[Begin Dataset]

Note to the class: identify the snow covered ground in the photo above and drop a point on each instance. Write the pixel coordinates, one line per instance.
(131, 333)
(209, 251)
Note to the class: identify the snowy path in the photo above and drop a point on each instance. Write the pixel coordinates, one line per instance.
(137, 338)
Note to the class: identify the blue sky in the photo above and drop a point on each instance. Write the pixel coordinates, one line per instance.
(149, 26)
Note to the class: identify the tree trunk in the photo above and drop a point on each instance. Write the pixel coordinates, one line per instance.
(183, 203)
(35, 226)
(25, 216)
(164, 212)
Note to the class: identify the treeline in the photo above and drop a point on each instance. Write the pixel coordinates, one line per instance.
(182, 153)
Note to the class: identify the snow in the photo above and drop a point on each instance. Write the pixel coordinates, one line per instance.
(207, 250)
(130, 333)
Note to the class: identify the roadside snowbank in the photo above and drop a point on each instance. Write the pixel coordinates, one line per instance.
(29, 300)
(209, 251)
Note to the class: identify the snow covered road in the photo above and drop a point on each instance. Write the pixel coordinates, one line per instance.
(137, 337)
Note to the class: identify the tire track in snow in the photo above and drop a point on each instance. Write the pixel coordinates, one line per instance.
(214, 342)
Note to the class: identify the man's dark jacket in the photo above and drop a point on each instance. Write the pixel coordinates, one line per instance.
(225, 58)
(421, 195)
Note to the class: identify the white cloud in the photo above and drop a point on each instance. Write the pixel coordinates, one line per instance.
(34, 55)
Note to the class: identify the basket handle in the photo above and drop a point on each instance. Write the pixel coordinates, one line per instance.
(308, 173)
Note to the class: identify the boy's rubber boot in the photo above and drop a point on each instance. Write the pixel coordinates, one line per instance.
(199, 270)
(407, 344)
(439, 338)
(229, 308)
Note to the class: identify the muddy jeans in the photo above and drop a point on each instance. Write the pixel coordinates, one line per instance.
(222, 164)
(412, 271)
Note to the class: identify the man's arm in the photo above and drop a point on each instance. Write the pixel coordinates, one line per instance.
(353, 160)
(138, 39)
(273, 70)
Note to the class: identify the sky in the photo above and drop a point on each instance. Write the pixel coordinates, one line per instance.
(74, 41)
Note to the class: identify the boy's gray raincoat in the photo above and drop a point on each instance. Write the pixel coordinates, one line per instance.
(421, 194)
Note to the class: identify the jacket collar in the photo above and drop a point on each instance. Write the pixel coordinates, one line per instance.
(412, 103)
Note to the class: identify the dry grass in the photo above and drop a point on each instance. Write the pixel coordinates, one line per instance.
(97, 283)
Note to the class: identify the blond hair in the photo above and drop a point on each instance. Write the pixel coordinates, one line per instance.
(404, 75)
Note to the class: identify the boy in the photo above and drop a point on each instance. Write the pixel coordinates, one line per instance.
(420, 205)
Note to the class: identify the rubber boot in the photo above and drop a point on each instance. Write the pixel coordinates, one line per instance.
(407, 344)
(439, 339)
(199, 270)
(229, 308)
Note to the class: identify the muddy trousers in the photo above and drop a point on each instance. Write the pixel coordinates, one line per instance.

[End Dataset]

▶ **What you are asked to do**
Please rescale the lines from the one containing "Note to the class: identify the dry" through the end of the items. Give every line again, requests included, with each coordinate in the answers multiplied by 0.35 and rounded to a whole number, halves rounding up.

▶ **Correct answer**
Note to the class: identify the dry grass in the photo above and drop a point on each instance. Write the pixel coordinates, one line per instance.
(34, 99)
Note to the class: identify the blond hair in the photo above and drop a point on each instance. Write the pixel coordinates, one line per instance.
(141, 26)
Note to the class: identify the boy in the photo above and drop a point on each instance. Write the pixel coordinates, one line per instance.
(147, 72)
Note to the class: identify the rubber boot in the photo above and drop a point on each instance. Write the pixel coordinates, one line per instance.
(142, 120)
(154, 119)
(70, 95)
(80, 108)
Note to the class: identify the muddy trousers in the photo above and drop a point on each instance. Write the pixel coordinates, one line per instance.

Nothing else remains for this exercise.